* TASK DESCRIPTION: Please repeat the data from the line with "Every instance of the mist" through the end of the data, swapping "marker" for "dot" and leaving everything else unchanged.

* EXTRACTED ENTRIES:
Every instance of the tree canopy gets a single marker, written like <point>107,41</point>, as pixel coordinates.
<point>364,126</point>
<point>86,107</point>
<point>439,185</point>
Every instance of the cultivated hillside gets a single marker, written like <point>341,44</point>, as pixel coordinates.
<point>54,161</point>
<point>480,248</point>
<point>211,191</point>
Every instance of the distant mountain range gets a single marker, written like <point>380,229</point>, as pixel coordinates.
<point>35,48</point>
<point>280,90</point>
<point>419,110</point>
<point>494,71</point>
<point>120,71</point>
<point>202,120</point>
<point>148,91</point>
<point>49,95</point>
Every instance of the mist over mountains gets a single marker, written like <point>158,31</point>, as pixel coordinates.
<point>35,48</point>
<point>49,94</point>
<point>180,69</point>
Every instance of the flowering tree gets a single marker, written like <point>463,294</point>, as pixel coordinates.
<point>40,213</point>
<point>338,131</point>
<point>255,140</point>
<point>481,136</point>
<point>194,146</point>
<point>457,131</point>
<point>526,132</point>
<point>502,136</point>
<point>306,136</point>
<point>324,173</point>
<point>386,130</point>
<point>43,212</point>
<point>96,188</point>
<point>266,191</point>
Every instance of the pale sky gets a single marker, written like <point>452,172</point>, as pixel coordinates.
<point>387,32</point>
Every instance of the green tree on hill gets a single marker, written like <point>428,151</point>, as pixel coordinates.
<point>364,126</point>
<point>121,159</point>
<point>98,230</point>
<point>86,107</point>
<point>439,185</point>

* TASK ANSWER:
Every instance of the mist over mountains gets a single dot, written like <point>158,31</point>, as pixel coordinates.
<point>35,48</point>
<point>49,94</point>
<point>180,69</point>
Every instance of the flowering tree gets a single dot, written like <point>463,294</point>, as pixel coordinates.
<point>40,213</point>
<point>338,131</point>
<point>255,140</point>
<point>481,136</point>
<point>194,146</point>
<point>457,131</point>
<point>526,132</point>
<point>502,136</point>
<point>306,136</point>
<point>324,173</point>
<point>386,130</point>
<point>43,212</point>
<point>96,188</point>
<point>266,191</point>
Every instance of the pale sky gets a single dot, written like <point>452,172</point>, as pixel coordinates.
<point>387,32</point>
Every instance of the green tree on hill gets a single dot, written like <point>428,151</point>, as pixel coordinates.
<point>364,126</point>
<point>121,159</point>
<point>98,230</point>
<point>86,107</point>
<point>439,185</point>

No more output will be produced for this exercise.